_Your instructions_
All of the records listed below should be retyped exactly.

========================

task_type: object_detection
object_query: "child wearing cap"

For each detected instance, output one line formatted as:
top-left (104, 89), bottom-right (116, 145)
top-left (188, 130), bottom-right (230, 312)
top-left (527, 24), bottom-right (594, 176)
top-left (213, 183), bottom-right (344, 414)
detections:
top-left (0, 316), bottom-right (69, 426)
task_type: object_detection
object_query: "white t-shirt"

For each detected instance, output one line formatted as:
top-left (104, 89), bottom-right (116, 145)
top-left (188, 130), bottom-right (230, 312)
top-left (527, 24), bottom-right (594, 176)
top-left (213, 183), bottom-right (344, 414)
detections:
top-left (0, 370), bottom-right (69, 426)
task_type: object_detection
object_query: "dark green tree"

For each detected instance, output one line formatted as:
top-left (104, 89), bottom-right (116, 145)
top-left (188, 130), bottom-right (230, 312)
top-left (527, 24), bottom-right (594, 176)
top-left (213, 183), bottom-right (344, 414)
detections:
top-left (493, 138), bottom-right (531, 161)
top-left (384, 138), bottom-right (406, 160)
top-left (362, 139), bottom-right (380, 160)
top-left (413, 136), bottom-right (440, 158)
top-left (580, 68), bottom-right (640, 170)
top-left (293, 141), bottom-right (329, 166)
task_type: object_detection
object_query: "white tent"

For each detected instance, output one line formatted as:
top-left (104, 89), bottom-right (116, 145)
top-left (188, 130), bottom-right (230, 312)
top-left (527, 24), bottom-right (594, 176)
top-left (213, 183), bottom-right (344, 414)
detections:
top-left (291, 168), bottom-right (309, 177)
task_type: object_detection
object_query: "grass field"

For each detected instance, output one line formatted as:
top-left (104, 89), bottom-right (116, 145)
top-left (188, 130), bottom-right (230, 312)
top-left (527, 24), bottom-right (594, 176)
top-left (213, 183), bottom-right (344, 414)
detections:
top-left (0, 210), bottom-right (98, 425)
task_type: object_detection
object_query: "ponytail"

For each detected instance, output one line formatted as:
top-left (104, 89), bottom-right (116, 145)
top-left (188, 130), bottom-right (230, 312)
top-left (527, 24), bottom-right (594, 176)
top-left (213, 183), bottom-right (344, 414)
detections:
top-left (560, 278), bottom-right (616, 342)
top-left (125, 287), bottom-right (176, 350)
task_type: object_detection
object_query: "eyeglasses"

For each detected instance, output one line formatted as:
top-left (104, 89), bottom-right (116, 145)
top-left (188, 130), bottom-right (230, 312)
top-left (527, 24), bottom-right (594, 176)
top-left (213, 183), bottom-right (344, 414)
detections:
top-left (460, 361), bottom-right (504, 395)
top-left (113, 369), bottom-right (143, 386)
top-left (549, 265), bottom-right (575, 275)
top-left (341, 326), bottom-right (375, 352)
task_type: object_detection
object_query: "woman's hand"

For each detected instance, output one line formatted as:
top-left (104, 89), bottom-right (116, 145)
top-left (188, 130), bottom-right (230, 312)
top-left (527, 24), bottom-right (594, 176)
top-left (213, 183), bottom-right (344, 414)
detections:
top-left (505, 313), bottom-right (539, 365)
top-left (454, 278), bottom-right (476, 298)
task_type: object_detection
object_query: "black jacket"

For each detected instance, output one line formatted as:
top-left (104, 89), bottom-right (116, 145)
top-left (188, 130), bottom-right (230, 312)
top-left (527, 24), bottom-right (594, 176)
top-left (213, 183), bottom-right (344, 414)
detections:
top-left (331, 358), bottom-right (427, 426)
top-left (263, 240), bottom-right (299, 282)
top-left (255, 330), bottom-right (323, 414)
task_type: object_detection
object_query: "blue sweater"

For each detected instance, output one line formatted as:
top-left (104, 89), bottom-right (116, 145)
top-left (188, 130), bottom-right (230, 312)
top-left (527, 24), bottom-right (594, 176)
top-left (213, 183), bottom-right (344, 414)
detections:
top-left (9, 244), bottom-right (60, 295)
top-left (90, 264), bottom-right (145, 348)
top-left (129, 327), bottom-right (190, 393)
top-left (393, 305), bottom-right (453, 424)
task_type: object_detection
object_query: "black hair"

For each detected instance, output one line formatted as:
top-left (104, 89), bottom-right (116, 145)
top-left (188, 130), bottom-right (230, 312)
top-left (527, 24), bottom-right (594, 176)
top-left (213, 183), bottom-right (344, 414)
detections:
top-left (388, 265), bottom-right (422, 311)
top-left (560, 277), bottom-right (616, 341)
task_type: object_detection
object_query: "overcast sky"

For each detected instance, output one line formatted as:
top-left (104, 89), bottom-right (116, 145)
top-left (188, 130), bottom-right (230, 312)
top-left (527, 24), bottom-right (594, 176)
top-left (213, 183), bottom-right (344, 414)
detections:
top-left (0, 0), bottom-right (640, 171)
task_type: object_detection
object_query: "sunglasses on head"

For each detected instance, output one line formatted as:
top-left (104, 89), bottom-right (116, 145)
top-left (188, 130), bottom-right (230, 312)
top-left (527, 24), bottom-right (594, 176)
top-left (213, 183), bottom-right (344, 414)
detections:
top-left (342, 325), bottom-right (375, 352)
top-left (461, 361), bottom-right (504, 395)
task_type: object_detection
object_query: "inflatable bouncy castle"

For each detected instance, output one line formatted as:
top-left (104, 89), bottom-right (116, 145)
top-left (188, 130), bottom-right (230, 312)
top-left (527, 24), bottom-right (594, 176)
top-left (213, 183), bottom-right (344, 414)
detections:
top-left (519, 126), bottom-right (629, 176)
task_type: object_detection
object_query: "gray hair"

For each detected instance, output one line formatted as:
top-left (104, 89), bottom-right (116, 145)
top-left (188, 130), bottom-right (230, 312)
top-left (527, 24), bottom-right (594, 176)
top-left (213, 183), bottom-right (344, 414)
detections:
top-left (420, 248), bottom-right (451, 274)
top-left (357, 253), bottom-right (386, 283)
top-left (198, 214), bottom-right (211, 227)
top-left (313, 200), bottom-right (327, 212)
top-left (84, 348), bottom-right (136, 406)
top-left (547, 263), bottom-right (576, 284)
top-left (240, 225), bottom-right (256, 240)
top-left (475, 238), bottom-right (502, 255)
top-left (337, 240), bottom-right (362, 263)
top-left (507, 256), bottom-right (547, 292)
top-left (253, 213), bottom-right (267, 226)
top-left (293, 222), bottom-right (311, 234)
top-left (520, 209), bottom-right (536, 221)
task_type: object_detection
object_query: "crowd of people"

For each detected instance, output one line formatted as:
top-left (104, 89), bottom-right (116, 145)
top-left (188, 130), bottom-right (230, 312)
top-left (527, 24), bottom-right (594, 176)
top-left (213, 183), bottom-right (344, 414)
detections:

========================

_Task solution_
task_type: object_detection
object_query: "child wearing cap"

For each detected instance, output one line formatted as:
top-left (104, 89), bottom-right (116, 145)
top-left (188, 130), bottom-right (230, 312)
top-left (527, 24), bottom-right (594, 176)
top-left (213, 183), bottom-right (344, 414)
detections:
top-left (0, 316), bottom-right (69, 426)
task_type: object_detection
object_query: "white t-shirt"

For each detected instance, output one line formatted as:
top-left (104, 89), bottom-right (116, 145)
top-left (188, 130), bottom-right (230, 312)
top-left (527, 24), bottom-right (594, 176)
top-left (213, 183), bottom-right (344, 414)
detections:
top-left (0, 370), bottom-right (69, 426)
task_type: object_detection
object_query: "dark green tree"

For each detected instance, output one line formatted as:
top-left (104, 89), bottom-right (116, 145)
top-left (188, 130), bottom-right (230, 312)
top-left (527, 24), bottom-right (594, 176)
top-left (213, 183), bottom-right (344, 414)
detections:
top-left (493, 138), bottom-right (531, 161)
top-left (384, 138), bottom-right (406, 160)
top-left (362, 139), bottom-right (380, 160)
top-left (413, 136), bottom-right (440, 158)
top-left (580, 68), bottom-right (640, 170)
top-left (293, 141), bottom-right (329, 166)
task_type: object_detection
object_query: "white tent"

For each detected instance, output one line formatted as:
top-left (104, 89), bottom-right (116, 145)
top-left (188, 130), bottom-right (230, 312)
top-left (527, 24), bottom-right (594, 176)
top-left (213, 183), bottom-right (344, 414)
detections:
top-left (291, 168), bottom-right (309, 177)
task_type: object_detection
object_query: "grass field"

For each detected instance, output one line formatted as:
top-left (104, 89), bottom-right (116, 145)
top-left (188, 130), bottom-right (230, 312)
top-left (527, 24), bottom-right (594, 176)
top-left (213, 183), bottom-right (344, 414)
detections:
top-left (0, 210), bottom-right (98, 425)
task_type: object_detection
object_query: "ponytail"

For each detected instance, output one line formatted as:
top-left (104, 89), bottom-right (116, 145)
top-left (188, 130), bottom-right (230, 312)
top-left (527, 24), bottom-right (594, 176)
top-left (213, 183), bottom-right (344, 414)
detections:
top-left (560, 278), bottom-right (616, 342)
top-left (125, 287), bottom-right (176, 350)
task_type: object_detection
object_query: "eyeglasses"

For each detected instance, output one line formatted as:
top-left (104, 89), bottom-right (116, 145)
top-left (188, 130), bottom-right (230, 312)
top-left (527, 24), bottom-right (594, 176)
top-left (213, 183), bottom-right (344, 414)
detections:
top-left (460, 361), bottom-right (504, 395)
top-left (113, 369), bottom-right (143, 386)
top-left (549, 265), bottom-right (575, 275)
top-left (341, 326), bottom-right (375, 352)
task_type: object_detection
object_query: "woman's hand"

For each detected instance, output one line formatted as:
top-left (104, 89), bottom-right (116, 145)
top-left (188, 130), bottom-right (230, 312)
top-left (527, 24), bottom-right (594, 176)
top-left (213, 183), bottom-right (344, 414)
detections:
top-left (505, 313), bottom-right (539, 365)
top-left (454, 278), bottom-right (476, 298)
task_type: object_detection
object_query: "black jacket"

For each detected instance, output one line formatted as:
top-left (104, 89), bottom-right (116, 145)
top-left (188, 130), bottom-right (230, 312)
top-left (527, 24), bottom-right (594, 176)
top-left (213, 183), bottom-right (344, 414)
detections:
top-left (331, 358), bottom-right (427, 426)
top-left (263, 240), bottom-right (299, 282)
top-left (255, 330), bottom-right (323, 414)
task_type: object_detection
object_query: "blue sweater"

For each detected instance, output one line formatted as:
top-left (104, 89), bottom-right (116, 145)
top-left (188, 130), bottom-right (230, 312)
top-left (527, 24), bottom-right (594, 176)
top-left (213, 183), bottom-right (344, 414)
detections:
top-left (9, 244), bottom-right (60, 295)
top-left (90, 264), bottom-right (145, 348)
top-left (129, 327), bottom-right (190, 393)
top-left (393, 305), bottom-right (453, 424)
task_type: object_detection
object_query: "black hair"

For each detected instance, output one line formatted as:
top-left (104, 89), bottom-right (116, 145)
top-left (188, 130), bottom-right (230, 312)
top-left (527, 24), bottom-right (594, 176)
top-left (213, 183), bottom-right (344, 414)
detections:
top-left (388, 265), bottom-right (422, 311)
top-left (560, 277), bottom-right (616, 341)
task_type: object_detection
object_query: "overcast sky"

For each detected instance, output one line formatted as:
top-left (104, 89), bottom-right (116, 145)
top-left (188, 130), bottom-right (230, 312)
top-left (527, 24), bottom-right (594, 176)
top-left (213, 183), bottom-right (344, 414)
detections:
top-left (0, 0), bottom-right (640, 171)
task_type: object_detection
object_query: "sunglasses on head"

For each detected instance, output one line formatted as:
top-left (104, 89), bottom-right (116, 145)
top-left (188, 130), bottom-right (230, 312)
top-left (527, 24), bottom-right (594, 176)
top-left (213, 183), bottom-right (344, 414)
detections:
top-left (342, 325), bottom-right (375, 352)
top-left (461, 361), bottom-right (504, 395)
task_type: object_detection
object_query: "inflatable bouncy castle"

For each detected instance, output one line formatted as:
top-left (104, 89), bottom-right (116, 145)
top-left (188, 130), bottom-right (230, 312)
top-left (527, 24), bottom-right (594, 176)
top-left (213, 183), bottom-right (344, 414)
detections:
top-left (519, 126), bottom-right (629, 176)
task_type: object_detection
object_query: "gray hair"

For each detected instance, output one line formatted as:
top-left (104, 89), bottom-right (116, 145)
top-left (188, 130), bottom-right (230, 312)
top-left (527, 24), bottom-right (594, 176)
top-left (213, 183), bottom-right (344, 414)
detections:
top-left (420, 248), bottom-right (451, 274)
top-left (357, 253), bottom-right (386, 283)
top-left (198, 214), bottom-right (211, 227)
top-left (313, 200), bottom-right (327, 212)
top-left (84, 348), bottom-right (136, 406)
top-left (547, 263), bottom-right (576, 284)
top-left (240, 225), bottom-right (256, 240)
top-left (475, 238), bottom-right (502, 255)
top-left (337, 240), bottom-right (362, 263)
top-left (507, 256), bottom-right (547, 292)
top-left (253, 213), bottom-right (267, 226)
top-left (293, 222), bottom-right (311, 234)
top-left (520, 209), bottom-right (536, 221)
task_type: object_detection
object_query: "crowd of people"

For each detected instance, output one line formatted as:
top-left (104, 89), bottom-right (116, 145)
top-left (188, 130), bottom-right (230, 312)
top-left (527, 24), bottom-right (594, 176)
top-left (213, 183), bottom-right (344, 414)
detections:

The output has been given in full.